= Extracted text =
####################

Majority of sex abuse cases in Britain go unreported: study

Published 29.11.2015 12:48

Britain was rocked this week by a government report that said the vast majority of child sex abuse cases in the country are never reported.

Police and local municipalities, which are responsible for social services in Britain, were able to identify around 50,000 cases of sexual abuse around between April 2012 and March 2014.

The report was produced by Anne Longfield, the government-appointed Children's Commissioner for England.

But these cases were vastly overshadowed by those not identified: the report estimated that as many as 450,000 children may have been abused over the same period-meaning just one in every eight cases saw an intervention.

It was a shocking assessment-even for a country that has spent recent years coming to terms with revelations of historical child abuse-that cases were emerging in such vast numbers, even in this decade.

"In recent years the terrible experiences of sexual abuse that some children have suffered in institutions or at the hands of groups of perpetrators have come to light and preventing and tackling these been made a priority," Longfield said at the report's launch.

"We must now wake up to and urgently address the most common form of child sexual abuse-that which takes place behind the front door within families or their trusted circle."

"Our research suggests that many victims suffer in silence, unknown to those who could protect or help them to overcome their experiences. This is often because the services we provide rely on children coming forward and telling someone that they have been abused, which they rarely do."

####################

= Given entries =

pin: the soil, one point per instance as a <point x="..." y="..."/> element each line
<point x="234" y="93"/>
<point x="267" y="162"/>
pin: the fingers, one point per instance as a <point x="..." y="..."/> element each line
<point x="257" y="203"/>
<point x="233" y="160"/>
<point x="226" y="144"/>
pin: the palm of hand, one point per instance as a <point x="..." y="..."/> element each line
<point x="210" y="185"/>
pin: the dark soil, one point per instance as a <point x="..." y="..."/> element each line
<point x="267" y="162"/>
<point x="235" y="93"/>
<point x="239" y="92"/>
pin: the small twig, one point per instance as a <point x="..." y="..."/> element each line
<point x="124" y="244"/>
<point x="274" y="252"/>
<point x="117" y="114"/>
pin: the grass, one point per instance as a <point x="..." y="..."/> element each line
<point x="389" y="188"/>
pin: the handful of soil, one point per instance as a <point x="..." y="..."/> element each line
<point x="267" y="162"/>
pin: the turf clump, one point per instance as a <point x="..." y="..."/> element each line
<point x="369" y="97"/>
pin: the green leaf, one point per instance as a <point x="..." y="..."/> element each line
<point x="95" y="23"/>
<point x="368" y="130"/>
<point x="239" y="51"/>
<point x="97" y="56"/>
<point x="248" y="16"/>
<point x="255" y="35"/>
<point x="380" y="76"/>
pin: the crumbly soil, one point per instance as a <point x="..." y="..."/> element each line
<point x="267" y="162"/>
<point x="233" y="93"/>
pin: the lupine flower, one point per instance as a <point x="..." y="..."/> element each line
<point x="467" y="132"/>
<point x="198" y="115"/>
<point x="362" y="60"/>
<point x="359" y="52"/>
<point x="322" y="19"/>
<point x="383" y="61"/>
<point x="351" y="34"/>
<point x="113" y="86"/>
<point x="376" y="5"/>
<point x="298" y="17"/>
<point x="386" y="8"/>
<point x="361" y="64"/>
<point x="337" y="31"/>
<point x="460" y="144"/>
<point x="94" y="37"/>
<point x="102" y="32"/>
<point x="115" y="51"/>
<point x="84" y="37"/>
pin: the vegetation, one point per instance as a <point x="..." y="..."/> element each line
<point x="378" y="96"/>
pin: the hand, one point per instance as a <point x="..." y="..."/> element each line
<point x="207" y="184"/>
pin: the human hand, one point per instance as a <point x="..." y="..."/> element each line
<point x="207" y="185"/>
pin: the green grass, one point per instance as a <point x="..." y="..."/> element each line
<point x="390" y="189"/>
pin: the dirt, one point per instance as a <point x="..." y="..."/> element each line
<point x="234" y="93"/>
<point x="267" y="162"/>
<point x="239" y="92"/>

####################

= Study questions =
1 > Answer these questions using the article on unreported sex abuse in Britain:
(a) Who produced the report?
(b) How many children does the report estimate may have been abused over the period it covers?
(c) According to Longfield, what is the most common form of child sexual abuse?
2 > From the article on unreported sex abuse in Britain, output the passage starting at "Majority of sex" and ending at "and March 2014.", copied exactly.

= Task answers =
1 >
(a) Anne Longfield, the government-appointed Children's Commissioner for England.
(b) As many as 450,000.
(c) The abuse that takes place behind the front door, within families or their trusted circle.

2 >
Majority of sex abuse cases in Britain go unreported: study

Published 29.11.2015 12:48

Britain was rocked this week by a government report that said the vast majority of child sex abuse cases in the country are never reported.

Police and local municipalities, which are responsible for social services in Britain, were able to identify around 50,000 cases of sexual abuse around between April 2012 and March 2014.